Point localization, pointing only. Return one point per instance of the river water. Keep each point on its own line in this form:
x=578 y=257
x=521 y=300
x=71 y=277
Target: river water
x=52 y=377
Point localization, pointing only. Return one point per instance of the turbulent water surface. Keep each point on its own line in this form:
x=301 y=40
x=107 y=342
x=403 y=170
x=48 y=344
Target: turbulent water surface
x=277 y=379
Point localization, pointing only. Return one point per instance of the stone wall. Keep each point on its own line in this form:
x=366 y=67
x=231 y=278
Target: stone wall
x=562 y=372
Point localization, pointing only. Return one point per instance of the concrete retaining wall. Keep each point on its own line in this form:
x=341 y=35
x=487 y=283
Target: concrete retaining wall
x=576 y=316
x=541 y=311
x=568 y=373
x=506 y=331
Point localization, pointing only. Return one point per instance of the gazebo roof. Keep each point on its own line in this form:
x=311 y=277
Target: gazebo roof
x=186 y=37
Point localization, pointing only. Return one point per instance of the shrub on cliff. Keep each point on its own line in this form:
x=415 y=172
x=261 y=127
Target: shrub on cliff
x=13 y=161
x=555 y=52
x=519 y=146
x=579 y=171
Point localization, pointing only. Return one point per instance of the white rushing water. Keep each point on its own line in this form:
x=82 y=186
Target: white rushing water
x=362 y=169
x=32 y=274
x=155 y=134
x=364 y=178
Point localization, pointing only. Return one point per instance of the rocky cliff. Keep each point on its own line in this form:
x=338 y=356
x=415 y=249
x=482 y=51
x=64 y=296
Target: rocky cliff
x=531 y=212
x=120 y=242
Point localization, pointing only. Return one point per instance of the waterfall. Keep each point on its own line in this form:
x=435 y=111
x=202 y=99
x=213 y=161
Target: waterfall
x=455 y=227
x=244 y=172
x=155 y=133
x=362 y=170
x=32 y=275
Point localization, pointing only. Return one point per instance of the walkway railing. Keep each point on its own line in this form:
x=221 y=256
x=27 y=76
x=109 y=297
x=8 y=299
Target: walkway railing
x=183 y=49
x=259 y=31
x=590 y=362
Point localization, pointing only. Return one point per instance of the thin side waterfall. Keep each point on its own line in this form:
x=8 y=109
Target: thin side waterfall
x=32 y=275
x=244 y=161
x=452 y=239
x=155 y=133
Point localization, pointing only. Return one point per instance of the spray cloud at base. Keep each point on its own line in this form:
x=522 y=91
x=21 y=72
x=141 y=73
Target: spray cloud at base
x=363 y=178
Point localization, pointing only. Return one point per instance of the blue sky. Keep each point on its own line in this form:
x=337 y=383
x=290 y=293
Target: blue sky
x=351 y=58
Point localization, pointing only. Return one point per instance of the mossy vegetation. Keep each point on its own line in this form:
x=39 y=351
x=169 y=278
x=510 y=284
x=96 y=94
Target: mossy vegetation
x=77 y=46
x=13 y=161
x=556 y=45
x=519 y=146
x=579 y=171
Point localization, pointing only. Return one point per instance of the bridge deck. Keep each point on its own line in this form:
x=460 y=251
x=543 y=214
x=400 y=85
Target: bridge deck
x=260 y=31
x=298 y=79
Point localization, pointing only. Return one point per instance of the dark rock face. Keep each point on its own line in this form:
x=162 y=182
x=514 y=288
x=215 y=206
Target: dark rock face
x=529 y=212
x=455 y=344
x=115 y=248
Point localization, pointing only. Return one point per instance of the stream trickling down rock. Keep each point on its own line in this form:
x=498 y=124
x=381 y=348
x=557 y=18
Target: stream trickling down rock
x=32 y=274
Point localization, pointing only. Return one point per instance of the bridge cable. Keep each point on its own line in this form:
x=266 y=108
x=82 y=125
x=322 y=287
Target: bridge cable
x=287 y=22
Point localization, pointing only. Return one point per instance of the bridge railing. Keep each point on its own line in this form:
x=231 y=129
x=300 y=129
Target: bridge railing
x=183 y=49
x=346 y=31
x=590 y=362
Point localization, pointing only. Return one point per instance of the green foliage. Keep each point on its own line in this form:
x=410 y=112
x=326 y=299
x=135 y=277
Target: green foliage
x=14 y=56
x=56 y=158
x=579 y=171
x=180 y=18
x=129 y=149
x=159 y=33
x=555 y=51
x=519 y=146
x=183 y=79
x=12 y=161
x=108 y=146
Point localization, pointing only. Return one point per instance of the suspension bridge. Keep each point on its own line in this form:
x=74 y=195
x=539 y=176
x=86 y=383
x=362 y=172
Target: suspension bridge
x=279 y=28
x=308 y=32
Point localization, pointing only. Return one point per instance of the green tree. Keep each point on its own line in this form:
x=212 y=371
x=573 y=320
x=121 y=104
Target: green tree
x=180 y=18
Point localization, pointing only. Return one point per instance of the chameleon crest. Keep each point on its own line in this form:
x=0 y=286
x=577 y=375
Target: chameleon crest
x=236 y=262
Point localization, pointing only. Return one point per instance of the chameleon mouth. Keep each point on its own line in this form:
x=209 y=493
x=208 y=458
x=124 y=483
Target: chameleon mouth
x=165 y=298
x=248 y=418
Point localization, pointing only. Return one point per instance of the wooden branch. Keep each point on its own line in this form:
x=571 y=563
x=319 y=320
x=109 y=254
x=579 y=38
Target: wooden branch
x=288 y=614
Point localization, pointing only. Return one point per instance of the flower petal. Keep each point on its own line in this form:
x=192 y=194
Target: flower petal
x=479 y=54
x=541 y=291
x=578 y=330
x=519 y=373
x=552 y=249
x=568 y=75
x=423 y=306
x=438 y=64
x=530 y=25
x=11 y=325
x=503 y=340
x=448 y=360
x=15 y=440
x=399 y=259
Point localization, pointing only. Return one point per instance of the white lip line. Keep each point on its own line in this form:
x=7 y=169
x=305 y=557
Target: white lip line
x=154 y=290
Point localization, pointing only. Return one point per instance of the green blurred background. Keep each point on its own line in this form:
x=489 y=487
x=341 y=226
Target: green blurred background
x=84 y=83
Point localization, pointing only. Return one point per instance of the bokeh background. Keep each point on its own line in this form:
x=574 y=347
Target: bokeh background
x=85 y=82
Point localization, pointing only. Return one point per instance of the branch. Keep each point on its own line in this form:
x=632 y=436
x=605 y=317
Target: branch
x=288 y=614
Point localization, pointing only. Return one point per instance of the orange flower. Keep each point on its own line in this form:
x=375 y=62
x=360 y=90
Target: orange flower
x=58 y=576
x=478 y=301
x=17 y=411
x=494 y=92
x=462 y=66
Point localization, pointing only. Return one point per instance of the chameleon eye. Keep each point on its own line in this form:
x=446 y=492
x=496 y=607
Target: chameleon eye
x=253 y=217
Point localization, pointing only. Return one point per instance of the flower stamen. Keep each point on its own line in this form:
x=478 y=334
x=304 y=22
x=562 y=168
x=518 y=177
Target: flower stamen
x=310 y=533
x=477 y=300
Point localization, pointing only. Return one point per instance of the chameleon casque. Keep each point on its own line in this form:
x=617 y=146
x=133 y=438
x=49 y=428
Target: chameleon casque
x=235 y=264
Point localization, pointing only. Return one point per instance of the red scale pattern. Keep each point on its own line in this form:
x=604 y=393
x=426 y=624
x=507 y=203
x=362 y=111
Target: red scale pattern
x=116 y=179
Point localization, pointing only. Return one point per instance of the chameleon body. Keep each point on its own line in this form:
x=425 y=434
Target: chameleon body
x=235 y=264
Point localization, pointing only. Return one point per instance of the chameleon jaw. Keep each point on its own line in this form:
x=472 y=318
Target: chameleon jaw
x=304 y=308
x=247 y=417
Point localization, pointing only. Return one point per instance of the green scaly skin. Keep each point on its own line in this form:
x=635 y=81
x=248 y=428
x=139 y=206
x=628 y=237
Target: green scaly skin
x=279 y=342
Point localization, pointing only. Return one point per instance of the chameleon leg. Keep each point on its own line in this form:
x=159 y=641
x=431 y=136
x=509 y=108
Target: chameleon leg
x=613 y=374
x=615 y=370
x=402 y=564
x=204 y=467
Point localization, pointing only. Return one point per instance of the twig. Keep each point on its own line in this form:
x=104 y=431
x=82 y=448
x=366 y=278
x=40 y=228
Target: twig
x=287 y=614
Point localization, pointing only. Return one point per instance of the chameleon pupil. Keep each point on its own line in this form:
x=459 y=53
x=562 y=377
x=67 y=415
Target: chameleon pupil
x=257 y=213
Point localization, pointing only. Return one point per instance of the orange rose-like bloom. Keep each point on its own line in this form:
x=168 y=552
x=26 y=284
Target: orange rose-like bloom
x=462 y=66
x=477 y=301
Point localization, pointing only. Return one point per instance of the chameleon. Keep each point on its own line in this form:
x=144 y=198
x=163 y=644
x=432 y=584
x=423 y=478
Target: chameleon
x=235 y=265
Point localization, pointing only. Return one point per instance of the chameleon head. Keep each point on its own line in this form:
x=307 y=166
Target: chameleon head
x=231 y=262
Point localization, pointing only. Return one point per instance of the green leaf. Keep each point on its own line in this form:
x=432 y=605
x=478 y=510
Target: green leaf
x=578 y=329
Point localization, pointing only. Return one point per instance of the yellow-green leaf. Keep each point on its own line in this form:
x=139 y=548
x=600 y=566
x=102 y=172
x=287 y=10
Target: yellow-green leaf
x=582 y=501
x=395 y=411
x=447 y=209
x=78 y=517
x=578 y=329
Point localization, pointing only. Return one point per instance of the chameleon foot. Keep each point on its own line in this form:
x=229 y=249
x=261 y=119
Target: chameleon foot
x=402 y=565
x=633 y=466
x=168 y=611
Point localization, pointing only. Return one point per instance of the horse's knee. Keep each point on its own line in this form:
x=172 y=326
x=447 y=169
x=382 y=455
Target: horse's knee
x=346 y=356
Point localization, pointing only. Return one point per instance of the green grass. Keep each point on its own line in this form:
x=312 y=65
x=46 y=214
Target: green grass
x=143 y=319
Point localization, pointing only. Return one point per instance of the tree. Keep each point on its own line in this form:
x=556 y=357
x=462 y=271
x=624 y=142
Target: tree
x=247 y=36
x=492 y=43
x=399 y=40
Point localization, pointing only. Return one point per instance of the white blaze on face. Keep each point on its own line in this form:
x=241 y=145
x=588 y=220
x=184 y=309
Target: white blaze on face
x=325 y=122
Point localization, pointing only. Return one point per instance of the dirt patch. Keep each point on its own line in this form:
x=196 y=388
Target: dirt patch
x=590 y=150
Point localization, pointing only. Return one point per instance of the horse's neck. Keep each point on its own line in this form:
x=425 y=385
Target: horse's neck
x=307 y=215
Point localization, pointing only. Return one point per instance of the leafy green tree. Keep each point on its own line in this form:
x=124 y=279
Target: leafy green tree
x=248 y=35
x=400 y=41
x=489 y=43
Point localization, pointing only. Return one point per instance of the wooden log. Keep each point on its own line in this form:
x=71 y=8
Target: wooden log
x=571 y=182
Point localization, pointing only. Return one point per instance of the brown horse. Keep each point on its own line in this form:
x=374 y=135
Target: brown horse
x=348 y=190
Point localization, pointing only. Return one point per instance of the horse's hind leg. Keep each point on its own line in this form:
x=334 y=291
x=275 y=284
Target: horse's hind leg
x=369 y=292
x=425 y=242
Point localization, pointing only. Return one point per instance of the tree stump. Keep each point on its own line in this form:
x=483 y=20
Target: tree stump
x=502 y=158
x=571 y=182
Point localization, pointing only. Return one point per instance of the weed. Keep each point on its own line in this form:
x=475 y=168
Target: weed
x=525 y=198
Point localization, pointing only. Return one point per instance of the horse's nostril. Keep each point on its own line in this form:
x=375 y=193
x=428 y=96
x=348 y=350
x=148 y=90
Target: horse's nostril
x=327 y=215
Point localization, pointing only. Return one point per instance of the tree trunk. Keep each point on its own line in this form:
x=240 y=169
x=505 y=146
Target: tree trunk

▸ What to produce:
Reproduce the records from the line with "the green blurred" to the line with "x=253 y=217", switching "orange flower" to "red flower" and leaving everything else unchanged.

▸ Answer to the exercise:
Point localization, pointing only. Return one point per instance of the green blurred background. Keep each point on its own line in this form:
x=489 y=487
x=341 y=226
Target: green blurred background
x=84 y=83
Point localization, pointing only. Return one point per instance of the bokeh background. Keep each point on its own line in this form:
x=574 y=347
Target: bokeh background
x=85 y=82
Point localization, pointing only. Return one point per instance of the branch. Keep each point on its own line in this form:
x=632 y=436
x=605 y=317
Target: branch
x=288 y=614
Point localization, pointing only. Return one point per instance of the red flower. Keep each point on its own line in this form:
x=375 y=62
x=360 y=90
Target: red flower
x=58 y=576
x=478 y=301
x=17 y=411
x=494 y=92
x=462 y=66
Point localization, pointing only. Return one point per instance of the chameleon eye. Keep each point on its own line in this form:
x=446 y=492
x=496 y=607
Target: chameleon eye
x=253 y=217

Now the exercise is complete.